- **INSTRUCTION**:
In the ant thread, why was Cindy worried about setting the hive legs in containers of oil?

# Ants, Ants, Ants



## summersetretrievers (Mar 4, 2006)

We have a lot of ants going into the hives. Any suggestions to control them?
I tried the tupperware containers with the oil in them last year setting the hive legs in them. However I was worried my wooden legs on the hive stand would rot as the containers filled with water with the rain. Thanks.
Cindy


----------



## Ross (Apr 30, 2003)

Best control is a strong hive. I've never seen them hurt a hive that wasn't already a goner.


----------



## summersetretrievers (Mar 4, 2006)

Yes, the hive they were in actually was a dead out but am trying to clean it up to use again and put in new bee's.
Cindy


----------



## Sandhya (Apr 26, 2007)

summersetretrievers said:


> Yes, the hive they were in actually was a dead out but am trying to clean it up to use again and put in new bee's.
> Cindy


amazing this must alll be happening now because of spring...
this AM I went out to find my bee' throwing hissy fits with bunches of them flying all around the proberty...
all jacked up.
went to the hive and saw the ants has found the bottle feeder...and were starting to march in.

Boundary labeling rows
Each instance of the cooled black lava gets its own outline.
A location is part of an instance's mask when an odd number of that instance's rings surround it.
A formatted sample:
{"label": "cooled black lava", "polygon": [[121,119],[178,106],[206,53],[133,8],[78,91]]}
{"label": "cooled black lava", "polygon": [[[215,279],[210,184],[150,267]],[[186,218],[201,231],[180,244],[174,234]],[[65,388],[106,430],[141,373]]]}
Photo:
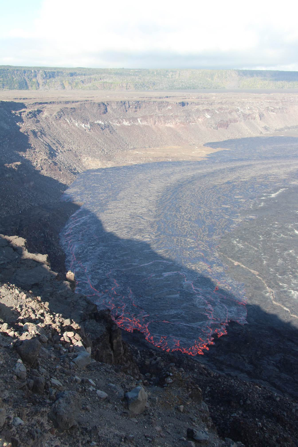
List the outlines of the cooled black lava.
{"label": "cooled black lava", "polygon": [[229,321],[244,324],[245,291],[219,245],[254,221],[253,207],[287,191],[298,152],[286,142],[282,154],[269,144],[239,147],[205,161],[81,174],[65,198],[84,205],[61,235],[76,291],[167,351],[202,354]]}

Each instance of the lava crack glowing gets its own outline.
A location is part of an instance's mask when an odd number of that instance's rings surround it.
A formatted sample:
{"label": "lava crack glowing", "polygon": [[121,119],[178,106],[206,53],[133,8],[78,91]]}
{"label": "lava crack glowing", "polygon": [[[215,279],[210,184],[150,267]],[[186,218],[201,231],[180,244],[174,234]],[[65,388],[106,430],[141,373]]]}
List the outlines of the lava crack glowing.
{"label": "lava crack glowing", "polygon": [[84,173],[66,198],[84,205],[61,240],[77,292],[109,309],[125,330],[195,356],[226,334],[229,321],[246,322],[244,290],[217,252],[243,204],[232,182],[199,163],[179,165]]}

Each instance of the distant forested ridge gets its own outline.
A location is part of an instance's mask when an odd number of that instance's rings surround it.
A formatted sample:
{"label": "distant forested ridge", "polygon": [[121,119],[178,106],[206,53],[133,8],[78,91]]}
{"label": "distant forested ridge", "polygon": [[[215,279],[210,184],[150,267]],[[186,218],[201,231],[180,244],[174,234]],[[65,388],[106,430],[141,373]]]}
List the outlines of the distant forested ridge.
{"label": "distant forested ridge", "polygon": [[298,72],[0,66],[0,90],[298,88]]}

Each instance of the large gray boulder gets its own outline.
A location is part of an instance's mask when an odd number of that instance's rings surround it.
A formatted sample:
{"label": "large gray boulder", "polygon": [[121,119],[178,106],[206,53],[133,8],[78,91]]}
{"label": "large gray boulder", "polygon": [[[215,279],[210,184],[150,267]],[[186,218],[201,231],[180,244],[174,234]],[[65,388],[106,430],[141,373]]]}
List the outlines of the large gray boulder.
{"label": "large gray boulder", "polygon": [[145,409],[148,394],[143,386],[137,386],[124,396],[127,408],[134,414],[140,414]]}
{"label": "large gray boulder", "polygon": [[23,362],[33,365],[38,357],[41,348],[41,344],[36,338],[34,338],[24,340],[22,344],[18,346],[17,350]]}
{"label": "large gray boulder", "polygon": [[75,391],[59,393],[49,414],[56,428],[61,431],[76,425],[81,408],[80,398]]}

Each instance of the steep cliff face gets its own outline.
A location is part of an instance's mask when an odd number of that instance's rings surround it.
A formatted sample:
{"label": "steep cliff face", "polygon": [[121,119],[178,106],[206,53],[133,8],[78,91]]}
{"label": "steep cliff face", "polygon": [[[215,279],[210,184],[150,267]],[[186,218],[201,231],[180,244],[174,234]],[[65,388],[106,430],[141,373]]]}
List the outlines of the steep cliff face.
{"label": "steep cliff face", "polygon": [[24,156],[69,184],[129,149],[200,145],[296,126],[297,95],[212,94],[195,99],[27,103],[12,111],[28,145]]}
{"label": "steep cliff face", "polygon": [[297,72],[0,67],[0,89],[297,88]]}

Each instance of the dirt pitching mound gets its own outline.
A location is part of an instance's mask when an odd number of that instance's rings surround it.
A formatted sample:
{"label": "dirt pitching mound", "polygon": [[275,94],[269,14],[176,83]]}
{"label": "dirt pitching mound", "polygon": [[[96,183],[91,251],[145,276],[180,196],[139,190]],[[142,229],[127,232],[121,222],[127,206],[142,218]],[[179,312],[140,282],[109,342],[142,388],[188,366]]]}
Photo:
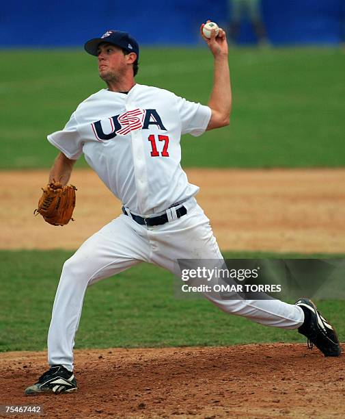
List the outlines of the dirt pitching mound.
{"label": "dirt pitching mound", "polygon": [[46,369],[46,353],[1,354],[0,404],[40,405],[47,418],[344,414],[345,357],[325,358],[304,344],[98,349],[75,355],[77,393],[27,397],[25,388]]}

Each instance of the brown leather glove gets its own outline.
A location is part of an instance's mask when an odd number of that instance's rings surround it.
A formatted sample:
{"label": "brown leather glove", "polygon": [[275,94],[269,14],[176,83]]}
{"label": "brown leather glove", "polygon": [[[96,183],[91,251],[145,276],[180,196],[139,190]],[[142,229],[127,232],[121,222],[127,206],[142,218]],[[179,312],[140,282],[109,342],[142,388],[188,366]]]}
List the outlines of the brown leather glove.
{"label": "brown leather glove", "polygon": [[43,194],[38,207],[33,214],[40,214],[44,220],[52,225],[65,225],[72,218],[75,207],[75,191],[73,185],[62,186],[59,182],[51,182],[42,188]]}

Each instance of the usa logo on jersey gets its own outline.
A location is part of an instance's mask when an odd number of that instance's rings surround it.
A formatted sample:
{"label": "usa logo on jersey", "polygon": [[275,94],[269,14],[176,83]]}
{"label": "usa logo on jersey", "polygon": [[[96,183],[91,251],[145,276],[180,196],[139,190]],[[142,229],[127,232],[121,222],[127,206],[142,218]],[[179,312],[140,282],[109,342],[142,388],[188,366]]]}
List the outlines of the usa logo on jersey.
{"label": "usa logo on jersey", "polygon": [[160,129],[167,131],[155,109],[139,107],[105,120],[98,120],[91,125],[98,141],[107,141],[116,136],[127,136],[131,131],[148,129],[150,125],[156,125]]}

- **RESULT OF THE TASK**:
She feared the wooden legs on the hive stand would rot as the containers filled with rainwater.